▸ EXERCISE REQUIREMENTS
Copy exactly the line that contains "[point] at the grassy" plus all remaining lines of the data, and leave out every line before it.

▸ RECORDS TO PROCESS
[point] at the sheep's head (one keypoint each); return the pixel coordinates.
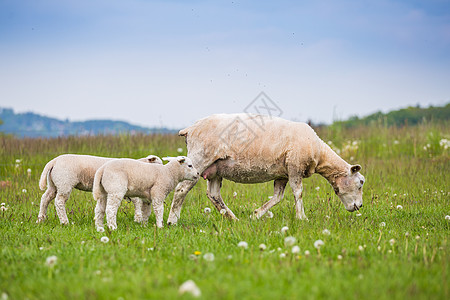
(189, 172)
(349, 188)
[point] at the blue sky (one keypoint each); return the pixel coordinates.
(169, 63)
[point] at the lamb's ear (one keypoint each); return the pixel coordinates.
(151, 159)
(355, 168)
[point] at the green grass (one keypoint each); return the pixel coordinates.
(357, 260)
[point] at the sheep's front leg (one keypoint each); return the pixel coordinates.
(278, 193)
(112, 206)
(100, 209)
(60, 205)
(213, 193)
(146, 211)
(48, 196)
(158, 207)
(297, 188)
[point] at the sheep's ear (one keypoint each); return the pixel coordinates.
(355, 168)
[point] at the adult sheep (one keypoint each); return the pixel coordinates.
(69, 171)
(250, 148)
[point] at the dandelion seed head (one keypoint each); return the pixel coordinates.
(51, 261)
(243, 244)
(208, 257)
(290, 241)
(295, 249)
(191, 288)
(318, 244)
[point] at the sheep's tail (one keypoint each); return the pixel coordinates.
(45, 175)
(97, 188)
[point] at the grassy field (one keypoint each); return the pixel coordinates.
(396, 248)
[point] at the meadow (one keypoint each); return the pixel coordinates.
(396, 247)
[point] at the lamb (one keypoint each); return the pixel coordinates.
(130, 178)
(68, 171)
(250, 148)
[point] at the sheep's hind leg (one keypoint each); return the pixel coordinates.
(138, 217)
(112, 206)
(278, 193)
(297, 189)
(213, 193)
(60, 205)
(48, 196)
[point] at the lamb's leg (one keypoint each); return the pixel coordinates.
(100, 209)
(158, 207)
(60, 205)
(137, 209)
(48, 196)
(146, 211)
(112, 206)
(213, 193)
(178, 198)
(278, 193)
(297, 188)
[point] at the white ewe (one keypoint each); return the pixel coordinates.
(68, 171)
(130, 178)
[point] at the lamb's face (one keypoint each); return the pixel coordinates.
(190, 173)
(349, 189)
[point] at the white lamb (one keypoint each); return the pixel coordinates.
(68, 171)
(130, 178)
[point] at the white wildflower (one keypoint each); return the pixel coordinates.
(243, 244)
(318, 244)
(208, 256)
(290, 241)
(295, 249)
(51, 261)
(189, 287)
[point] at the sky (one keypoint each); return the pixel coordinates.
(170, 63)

▸ REPLY TO THE TASK
[point] at the grassy field (one keypoint each); return the pixel coordinates.
(396, 248)
[point] at the meadow (one keypoint each); return the pixel coordinates.
(396, 247)
[point] at the lamb (one keypoint each); return the pixel coordinates.
(130, 178)
(68, 171)
(250, 148)
[point] at the sheep's hind leg (one keypoint each); return the pixel coordinates.
(138, 217)
(112, 206)
(278, 193)
(297, 189)
(213, 193)
(60, 205)
(48, 196)
[point] at the lamb's leg (one keypoint each); return the pixel coordinates.
(100, 209)
(158, 207)
(60, 205)
(137, 209)
(48, 196)
(146, 211)
(112, 206)
(213, 193)
(178, 198)
(278, 193)
(297, 188)
[point] at the white ewe (one keypoint each); return the pixel coordinates.
(68, 171)
(130, 178)
[point] at the lamb's face (one keypoint each); return the pixel coordinates.
(190, 173)
(349, 189)
[point] at the white lamb (one keypoint each); return the pixel coordinates.
(68, 171)
(130, 178)
[point] at the white wildflower (one keypoint each); return the pixel coordinates.
(243, 244)
(318, 244)
(208, 256)
(290, 241)
(295, 249)
(51, 261)
(189, 287)
[point] at the sky (one keypoint each); return the pixel coordinates.
(170, 63)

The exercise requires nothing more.